> [Task directions]:
Reproduce the material below word for word, everything from the line containing "white coat in" down to and including the line containing "Target: person in yellow jacket".

> [Dataset records]:
------------------------------------------------------------------------

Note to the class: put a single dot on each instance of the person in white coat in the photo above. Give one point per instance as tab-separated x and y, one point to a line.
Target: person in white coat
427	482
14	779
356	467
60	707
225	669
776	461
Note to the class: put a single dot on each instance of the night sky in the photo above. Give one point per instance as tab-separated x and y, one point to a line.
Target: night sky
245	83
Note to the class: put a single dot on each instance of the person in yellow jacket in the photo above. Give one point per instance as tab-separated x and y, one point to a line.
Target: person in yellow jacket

------------------------------------------------------------------------

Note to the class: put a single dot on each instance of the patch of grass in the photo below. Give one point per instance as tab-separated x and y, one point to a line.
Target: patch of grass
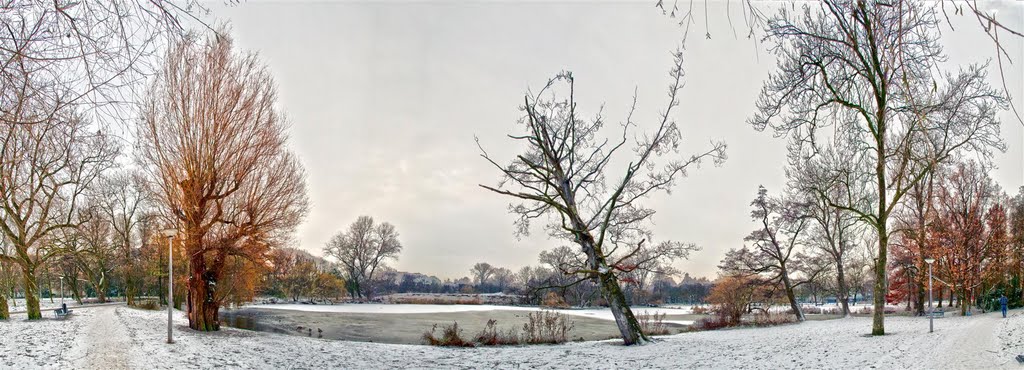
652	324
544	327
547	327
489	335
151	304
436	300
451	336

------------------------------------------------------------------------

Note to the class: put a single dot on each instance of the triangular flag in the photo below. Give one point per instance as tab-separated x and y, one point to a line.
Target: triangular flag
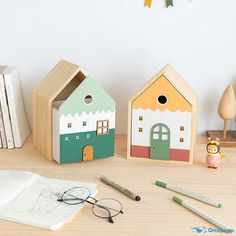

------------------------------------------------------------------------

> [Worked solution]:
Note to the class: put a single dot on each instance of the person in white coat in the photo above. Give one point per instance as tab-separated x and y, one point to a line.
Target: person in white coat
427	482
14	779
356	467
60	707
225	669
776	461
Note to the class: put a single dot on each instance of the night sky in the photo above. Give one point per instance as tab-separated x and y, one point to a line.
Target: night sky
245	83
Note to the class: put a single dot on each instance of the person in yellow jacket in the photo above. Give one point per instance as tab-separated x and y, one point to a line.
Target: person in yellow jacket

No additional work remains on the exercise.